8 years, 1 month ago

AAIA'16 Data Mining Challenge: Predicting Dangerous Seismic Events in Active Coal Mines

AAIA'16 Data Mining Challenge is the third data mining competition associated with International Symposium on Advances in Artificial Intelligence and Applications (AAIA'16, https://fedcsis.org/2016/aaia) which is a part of FedCSIS conference series. This time, the task is related to the problem of predicting periods of increased seismic activity which may cause life-threatening accidents in underground coal mines. Prizes worth over 3,000 USD will be awarded to the most successful teams. The contest is sponsored by Research and Development Centre EMAG (http://ibemag.pl) with support from Polish Information Processing Society (http://www.pti.org.pl/) and Dituel Sp. z o.o. (http://www.dituel.pl/).

■ ■ ■ ■ ■ ■ ■

Objective:
Return everything in the contest announcement from "AAIA'16 Data Mining Challenge is" down to "z o.o. (http://www.dituel.pl/).", word for word. The lines after this come from a separate source.

Dataset entries:
■ ■ ■ ■ ■ ■ ■

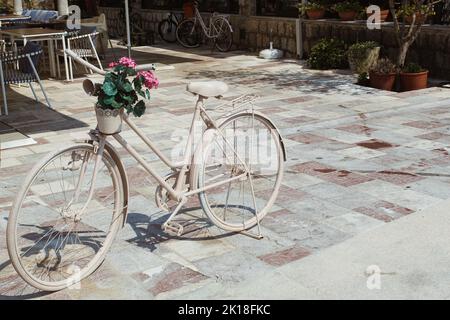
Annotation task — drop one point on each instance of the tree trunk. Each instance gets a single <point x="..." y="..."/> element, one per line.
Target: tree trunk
<point x="402" y="51"/>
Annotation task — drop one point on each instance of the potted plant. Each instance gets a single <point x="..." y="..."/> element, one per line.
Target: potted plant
<point x="314" y="9"/>
<point x="384" y="8"/>
<point x="405" y="35"/>
<point x="118" y="94"/>
<point x="415" y="10"/>
<point x="347" y="10"/>
<point x="362" y="56"/>
<point x="413" y="77"/>
<point x="382" y="74"/>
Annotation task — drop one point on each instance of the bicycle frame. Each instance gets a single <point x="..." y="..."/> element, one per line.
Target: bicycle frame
<point x="209" y="31"/>
<point x="181" y="170"/>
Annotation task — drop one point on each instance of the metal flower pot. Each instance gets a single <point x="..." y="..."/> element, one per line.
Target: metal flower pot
<point x="109" y="121"/>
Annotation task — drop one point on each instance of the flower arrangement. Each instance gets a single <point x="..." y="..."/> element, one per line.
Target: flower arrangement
<point x="118" y="91"/>
<point x="348" y="5"/>
<point x="313" y="5"/>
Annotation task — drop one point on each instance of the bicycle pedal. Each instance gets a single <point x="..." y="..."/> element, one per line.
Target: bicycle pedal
<point x="173" y="227"/>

■ ■ ■ ■ ■ ■ ■

The response:
AAIA'16 Data Mining Challenge is the third data mining competition associated with International Symposium on Advances in Artificial Intelligence and Applications (AAIA'16, https://fedcsis.org/2016/aaia) which is a part of FedCSIS conference series. This time, the task is related to the problem of predicting periods of increased seismic activity which may cause life-threatening accidents in underground coal mines. Prizes worth over 3,000 USD will be awarded to the most successful teams. The contest is sponsored by Research and Development Centre EMAG (http://ibemag.pl) with support from Polish Information Processing Society (http://www.pti.org.pl/) and Dituel Sp. z o.o. (http://www.dituel.pl/).